■ Extrait:
Nous avançons ici un autre argument en faveur du revenu de citoyenneté dans le contexte des catastrophes naturelles. Pensons au Tsunami, à Katrina et aujourd’hui à Haïti. Lorsque toutes les infrastructures économiques, gouvernementales et sociales sont à terre, l’origine sociale n’est plus discriminatoire. Dans de telles catastrophes, la mise en place d’un revenu de citoyenneté pourrait se faire par l’entremise de la Banque mondiale. Cette institution a la capacité de transférer des fonds pour rejoindre des comptes bancaires personnels dont le montant des allocations serait ajusté au-dessus du seuil de pauvreté national et pondéré selon les personnes à charge. La technologie le permet tout en évitant les malversations. Cela donnerait une nouvelle crédibilité à l’institution dont la logique de mondialisation ne fait qu’enfoncer sous la dette les États en voie de sous-développement.
Ce faisant, des fonds collectés, publics et privés, pourraient être attribués directement aux sinistrés en court-circuitant les transferts de centaines de millions de dons et de subventions qui n’arrivent jamais directement aux sans rien. Eux, les premiers, connaissent les urgences de survie pour sortir de ce no man’s land. Plus de délai, plus de passe-droit, plus de détournement entre les donneurs et les ayant rien. Par les mêmes transferts, il serait possible d’amorcer le développement d’une économie ouverte sur le microcrédit qui a déjà fait ses preuves en d'autres lieux. Il s’agit de mettre l’économie au service de l’humanité. À chaque catastrophe, on voit les remous des requins affairistes frayer pour faire la pièce quand ce ne sont pas des sectes qui s’agitent pour mobiliser des désespérés; de grands imbéciles pour reprendre le titre d’un brûlot éclairé du regretté Pierre Vadeboncœur.

■ Enregistrements extraits:
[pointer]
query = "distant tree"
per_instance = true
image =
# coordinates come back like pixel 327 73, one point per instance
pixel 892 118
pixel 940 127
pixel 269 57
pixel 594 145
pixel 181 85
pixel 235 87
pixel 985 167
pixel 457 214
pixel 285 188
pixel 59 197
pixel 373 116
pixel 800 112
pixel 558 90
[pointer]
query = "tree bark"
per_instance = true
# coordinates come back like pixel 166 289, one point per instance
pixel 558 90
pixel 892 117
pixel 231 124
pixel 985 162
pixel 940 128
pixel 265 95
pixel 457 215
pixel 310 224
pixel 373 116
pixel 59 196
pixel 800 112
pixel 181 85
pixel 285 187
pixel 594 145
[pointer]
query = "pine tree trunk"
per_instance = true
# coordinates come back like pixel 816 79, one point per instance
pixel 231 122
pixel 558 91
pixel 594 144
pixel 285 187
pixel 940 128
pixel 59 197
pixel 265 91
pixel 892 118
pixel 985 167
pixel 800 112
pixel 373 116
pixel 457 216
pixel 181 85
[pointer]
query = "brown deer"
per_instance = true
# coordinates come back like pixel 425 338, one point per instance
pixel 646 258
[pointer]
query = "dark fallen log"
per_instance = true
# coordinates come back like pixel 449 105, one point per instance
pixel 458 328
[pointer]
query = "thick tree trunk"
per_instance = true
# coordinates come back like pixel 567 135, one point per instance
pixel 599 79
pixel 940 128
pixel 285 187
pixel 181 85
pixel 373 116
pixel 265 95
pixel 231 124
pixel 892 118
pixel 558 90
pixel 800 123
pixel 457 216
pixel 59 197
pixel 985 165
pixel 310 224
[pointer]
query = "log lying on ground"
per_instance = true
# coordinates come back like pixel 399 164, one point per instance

■ Détails de l'énoncé: Citez intégralement l'extrait sur le revenu de citoyenneté face aux catastrophes naturelles, sans y apporter la moindre modification.

■ Réponse:
Nous avançons ici un autre argument en faveur du revenu de citoyenneté dans le contexte des catastrophes naturelles. Pensons au Tsunami, à Katrina et aujourd’hui à Haïti. Lorsque toutes les infrastructures économiques, gouvernementales et sociales sont à terre, l’origine sociale n’est plus discriminatoire. Dans de telles catastrophes, la mise en place d’un revenu de citoyenneté pourrait se faire par l’entremise de la Banque mondiale. Cette institution a la capacité de transférer des fonds pour rejoindre des comptes bancaires personnels dont le montant des allocations serait ajusté au-dessus du seuil de pauvreté national et pondéré selon les personnes à charge. La technologie le permet tout en évitant les malversations. Cela donnerait une nouvelle crédibilité à l’institution dont la logique de mondialisation ne fait qu’enfoncer sous la dette les États en voie de sous-développement.
Ce faisant, des fonds collectés, publics et privés, pourraient être attribués directement aux sinistrés en court-circuitant les transferts de centaines de millions de dons et de subventions qui n’arrivent jamais directement aux sans rien. Eux, les premiers, connaissent les urgences de survie pour sortir de ce no man’s land. Plus de délai, plus de passe-droit, plus de détournement entre les donneurs et les ayant rien. Par les mêmes transferts, il serait possible d’amorcer le développement d’une économie ouverte sur le microcrédit qui a déjà fait ses preuves en d'autres lieux. Il s’agit de mettre l’économie au service de l’humanité. À chaque catastrophe, on voit les remous des requins affairistes frayer pour faire la pièce quand ce ne sont pas des sectes qui s’agitent pour mobiliser des désespérés; de grands imbéciles pour reprendre le titre d’un brûlot éclairé du regretté Pierre Vadeboncœur.